# Instruction
Reproduce the records below in full, swapping "stone mullion" for "vertical window bar" and changing nothing else.
## Start Material supplied
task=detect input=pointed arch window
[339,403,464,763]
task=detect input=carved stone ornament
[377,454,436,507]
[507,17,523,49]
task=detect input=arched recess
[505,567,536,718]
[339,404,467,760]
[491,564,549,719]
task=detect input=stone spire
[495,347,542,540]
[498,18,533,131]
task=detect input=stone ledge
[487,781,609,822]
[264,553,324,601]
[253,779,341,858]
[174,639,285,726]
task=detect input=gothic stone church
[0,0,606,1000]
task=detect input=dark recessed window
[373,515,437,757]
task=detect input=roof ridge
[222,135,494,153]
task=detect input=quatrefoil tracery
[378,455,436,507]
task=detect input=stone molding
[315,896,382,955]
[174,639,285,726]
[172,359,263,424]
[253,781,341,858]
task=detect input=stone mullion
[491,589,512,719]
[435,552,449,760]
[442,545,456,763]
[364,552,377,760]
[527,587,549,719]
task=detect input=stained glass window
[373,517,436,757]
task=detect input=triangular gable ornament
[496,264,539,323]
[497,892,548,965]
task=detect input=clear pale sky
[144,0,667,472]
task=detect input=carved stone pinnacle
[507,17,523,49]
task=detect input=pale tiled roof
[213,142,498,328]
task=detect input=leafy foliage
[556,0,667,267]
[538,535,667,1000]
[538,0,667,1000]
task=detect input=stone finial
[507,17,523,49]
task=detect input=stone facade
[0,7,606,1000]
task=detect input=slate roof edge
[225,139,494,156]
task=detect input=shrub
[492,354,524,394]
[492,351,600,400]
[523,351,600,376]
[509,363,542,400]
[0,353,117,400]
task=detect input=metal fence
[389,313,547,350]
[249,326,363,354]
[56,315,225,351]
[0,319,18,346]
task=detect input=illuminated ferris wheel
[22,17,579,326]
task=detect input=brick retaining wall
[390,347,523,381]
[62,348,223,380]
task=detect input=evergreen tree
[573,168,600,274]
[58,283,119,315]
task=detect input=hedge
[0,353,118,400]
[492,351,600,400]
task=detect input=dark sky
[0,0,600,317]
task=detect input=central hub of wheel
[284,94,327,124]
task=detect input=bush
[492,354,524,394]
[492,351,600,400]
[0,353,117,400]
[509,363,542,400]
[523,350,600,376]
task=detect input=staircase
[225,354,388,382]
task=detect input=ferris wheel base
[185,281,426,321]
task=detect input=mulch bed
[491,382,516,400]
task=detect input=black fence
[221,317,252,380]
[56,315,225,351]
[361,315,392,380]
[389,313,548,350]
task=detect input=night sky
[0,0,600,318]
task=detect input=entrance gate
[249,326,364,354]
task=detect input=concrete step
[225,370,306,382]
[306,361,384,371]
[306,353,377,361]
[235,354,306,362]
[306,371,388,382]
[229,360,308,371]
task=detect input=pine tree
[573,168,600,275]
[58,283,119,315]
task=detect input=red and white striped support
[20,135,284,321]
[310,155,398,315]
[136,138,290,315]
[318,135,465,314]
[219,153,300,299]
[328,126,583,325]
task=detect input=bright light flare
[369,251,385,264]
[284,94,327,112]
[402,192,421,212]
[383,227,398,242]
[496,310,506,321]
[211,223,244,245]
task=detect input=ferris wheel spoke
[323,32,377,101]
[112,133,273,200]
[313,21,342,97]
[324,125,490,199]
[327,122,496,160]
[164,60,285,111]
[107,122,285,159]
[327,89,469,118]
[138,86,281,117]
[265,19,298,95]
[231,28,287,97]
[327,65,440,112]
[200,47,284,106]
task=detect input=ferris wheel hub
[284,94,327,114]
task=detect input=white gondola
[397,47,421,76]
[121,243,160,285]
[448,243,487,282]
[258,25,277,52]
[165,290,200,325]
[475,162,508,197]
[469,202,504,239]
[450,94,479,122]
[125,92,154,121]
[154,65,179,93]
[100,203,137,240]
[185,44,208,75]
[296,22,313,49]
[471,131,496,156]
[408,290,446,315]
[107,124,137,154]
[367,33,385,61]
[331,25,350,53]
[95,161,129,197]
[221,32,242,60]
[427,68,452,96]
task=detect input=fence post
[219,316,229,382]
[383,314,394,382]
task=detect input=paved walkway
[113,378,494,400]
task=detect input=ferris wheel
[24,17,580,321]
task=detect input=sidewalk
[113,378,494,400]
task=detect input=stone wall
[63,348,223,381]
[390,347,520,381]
## End Material supplied
# Answer for the task
task=detect input=pointed arch window
[339,403,464,763]
task=detect input=carved stone ornament
[377,454,436,507]
[507,17,523,49]
task=detect input=arched recess
[505,567,536,718]
[339,404,467,760]
[491,564,549,719]
task=detect input=stone spire
[495,347,542,540]
[498,18,533,131]
task=detect input=stone ledge
[487,781,609,822]
[264,553,324,601]
[253,779,341,858]
[174,639,285,726]
task=detect input=gothic stone church
[0,0,606,1000]
task=detect input=dark recessed window
[373,515,437,757]
task=detect input=roof ridge
[222,135,494,153]
task=detect input=quatrefoil tracery
[378,455,436,507]
task=detect input=stone molding
[315,896,382,955]
[174,639,285,726]
[172,359,263,424]
[253,781,341,858]
task=detect input=vertical window bar
[491,589,512,719]
[435,552,449,760]
[442,545,456,763]
[364,552,377,760]
[527,587,549,719]
task=detect input=stained glass window
[373,517,436,757]
task=detect input=triangular gable ornament
[496,264,539,323]
[497,892,548,965]
task=detect input=clear pale sky
[144,0,667,472]
task=detect input=carved stone pinnacle
[507,17,523,49]
task=detect input=pale tiled roof
[213,142,498,328]
task=detect input=leafy foliage
[556,0,667,267]
[538,535,667,1000]
[538,0,667,1000]
task=detect input=stone finial
[507,17,523,49]
task=detect input=stone facade
[0,7,606,1000]
task=detect input=slate roof edge
[225,139,494,156]
task=detect input=shrub
[492,354,524,394]
[492,351,600,400]
[523,351,600,376]
[509,363,542,400]
[0,353,117,400]
task=detect input=metal fence
[389,313,547,350]
[249,326,363,354]
[56,315,225,351]
[0,319,18,346]
task=detect input=illuminated ferris wheel
[22,17,579,326]
task=detect input=brick retaining wall
[390,347,523,381]
[62,348,223,380]
task=detect input=evergreen tree
[573,168,600,274]
[58,283,119,315]
task=detect input=hedge
[0,353,118,400]
[492,351,600,400]
task=detect input=dark sky
[0,0,600,317]
task=detect input=central hub of wheel
[284,94,327,124]
task=detect input=bush
[492,354,524,394]
[492,351,600,400]
[0,353,117,400]
[509,363,542,400]
[523,350,600,376]
task=detect input=staircase
[225,354,388,382]
task=detect input=ferris wheel base
[185,281,426,321]
task=detect input=mulch bed
[491,382,516,400]
task=detect input=black fence
[221,317,252,380]
[56,315,225,351]
[361,315,392,380]
[389,313,548,350]
task=detect input=night sky
[0,0,600,318]
task=detect input=entrance gate
[249,326,364,354]
task=detect input=concrete step
[225,370,306,382]
[306,361,384,371]
[306,353,377,361]
[235,354,306,362]
[306,371,388,382]
[229,360,308,371]
task=detect input=pine tree
[573,168,600,275]
[58,283,119,315]
task=detect input=red and white striped support
[20,135,284,321]
[310,155,398,315]
[136,138,290,315]
[318,135,465,314]
[219,153,300,299]
[328,126,583,325]
task=detect input=bright light flare
[369,251,385,264]
[284,94,327,112]
[402,192,421,212]
[383,227,398,242]
[496,310,506,321]
[211,223,244,245]
task=detect input=ferris wheel spoke
[323,32,377,101]
[112,133,273,200]
[313,21,342,97]
[324,125,490,199]
[327,122,496,160]
[164,60,285,111]
[107,122,285,159]
[327,89,469,118]
[138,86,281,117]
[265,19,298,95]
[231,28,287,97]
[327,65,440,112]
[200,47,284,106]
task=detect input=ferris wheel hub
[284,94,327,114]
task=detect input=white gondola
[397,47,421,76]
[121,243,160,285]
[448,243,487,282]
[258,25,277,52]
[165,290,200,325]
[475,162,508,197]
[469,202,504,239]
[450,94,479,122]
[125,92,154,121]
[154,65,179,93]
[100,203,137,240]
[185,44,208,75]
[296,22,313,49]
[471,131,496,156]
[408,290,446,315]
[107,124,137,154]
[367,33,385,61]
[331,25,350,53]
[95,161,129,197]
[221,32,242,60]
[427,68,452,96]
task=detect input=fence post
[219,316,229,382]
[383,314,394,382]
task=detect input=paved walkway
[113,378,494,400]
task=detect input=ferris wheel
[24,17,580,321]
task=detect input=sidewalk
[113,378,494,400]
task=detect input=stone wall
[63,348,223,381]
[390,347,520,381]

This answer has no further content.